Passage shown
╔══

Implement sliding windows with different window sizes and strides; plot the effects on smoothing and latency.
Add a bounded buffer (e.g., deque(maxlen=N)) and measure drop rate under different input rates.
Implement a simple anomaly detector (e.g., Z-score) and test it on injected “spikes”.
Record observations: for which window/stride/buffer settings do you meet a given latency budget with acceptable detection quality?
Here you connect a real Arduino sensor stream to a local edge process (on your laptop or Raspberry Pi), but keep everything within your own network.
Suggested steps:
Flash the simple light-sensor sketch from Chapter 12 (or reuse a LAB08 sensor sketch that prints one value per line over Serial).
On your laptop or Raspberry Pi, run the Python or Node.js serial reader from the notebook/code:
Parse serial lines, validate ranges, and push samples into a bounded buffer.
Apply the same windowed statistics and anomaly detection you prototyped in Level 1.
Build a local dashboard:
Either use matplotlib + FuncAnimation (Python) or a small web dashboard (e.g., Plotly/Dash) served from the Pi.
Stress-test the pipeline by:
Increasing sensor sample rate.
Introducing artificial network or processing delays.
Observing buffer utilisation, drop rates, and end-to-end latency.
Outcome: you now have an edge node that consumes real sensor data and exposes a live local dashboard without requiring cloud services.
Now add an external visualization target (cloud or self-hosted) and think about production constraints.
Two main options:
Cloud (e.g., Plotly):
Create a Plotly account and obtain API key/streaming token.
Run the server2.js or equivalent script that forwards aggregated windows from your Pi/laptop to Plotly streams.

╚══

Entries supplied

╔══

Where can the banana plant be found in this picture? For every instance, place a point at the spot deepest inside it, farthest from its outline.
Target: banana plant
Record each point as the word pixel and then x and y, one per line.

╚══
╔══

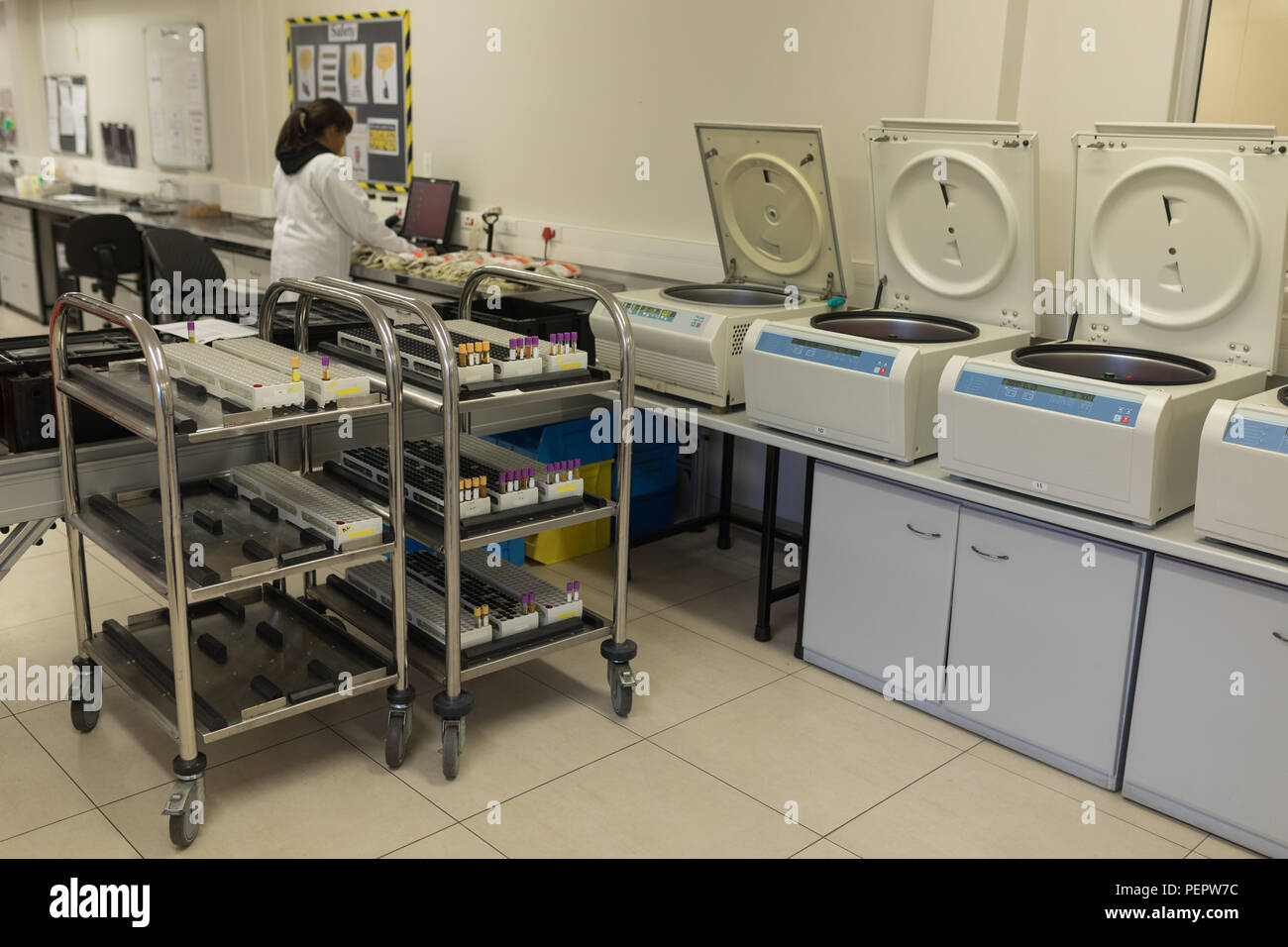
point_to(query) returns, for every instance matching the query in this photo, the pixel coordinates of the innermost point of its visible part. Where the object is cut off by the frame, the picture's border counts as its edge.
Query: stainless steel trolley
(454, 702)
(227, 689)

╚══
╔══

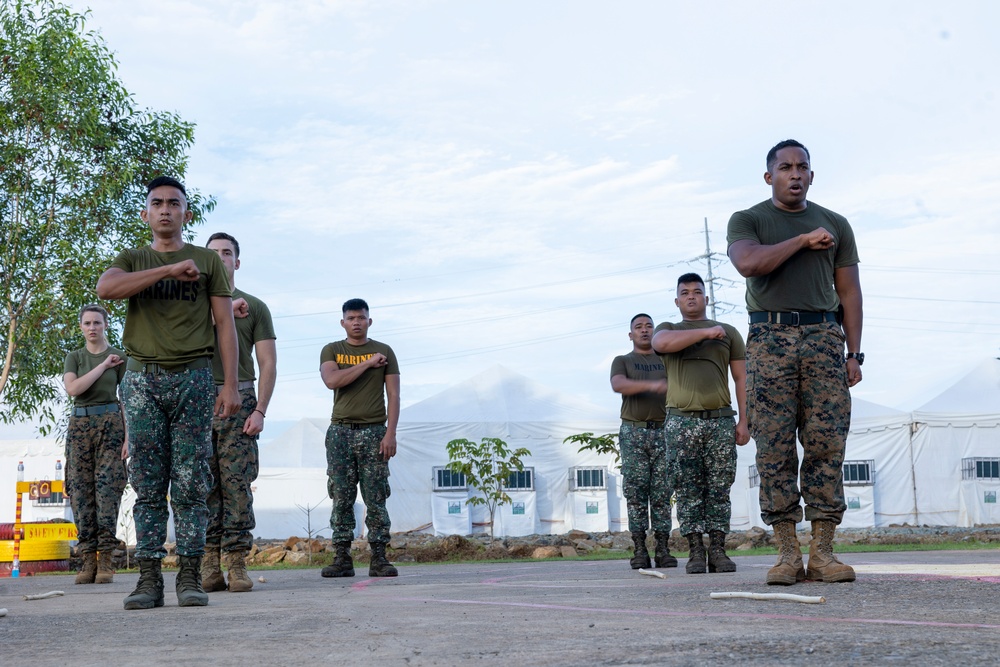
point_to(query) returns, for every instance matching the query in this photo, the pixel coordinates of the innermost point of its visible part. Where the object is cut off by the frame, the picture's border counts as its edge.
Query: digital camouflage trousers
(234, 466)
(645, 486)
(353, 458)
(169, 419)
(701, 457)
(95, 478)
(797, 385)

╚══

Problems and tasks
- 1) From the sensor-streaming lab text, copy the passage starting with "Outcome: you now" and going on through "to Plotly streams." word for word.
- 2) In the sensor-streaming lab text, rewrite the paragraph beginning "Here you connect a real Arduino sensor stream" as one shorter sentence that keeps its main facts.

Per-task answers
- 1)
Outcome: you now have an edge node that consumes real sensor data and exposes a live local dashboard without requiring cloud services.
Now add an external visualization target (cloud or self-hosted) and think about production constraints.
Two main options:
Cloud (e.g., Plotly):
Create a Plotly account and obtain API key/streaming token.
Run the server2.js or equivalent script that forwards aggregated windows from your Pi/laptop to Plotly streams.

- 2) Link a real Arduino sensor stream to a local edge process on a laptop or Raspberry Pi, keeping everything inside your own network.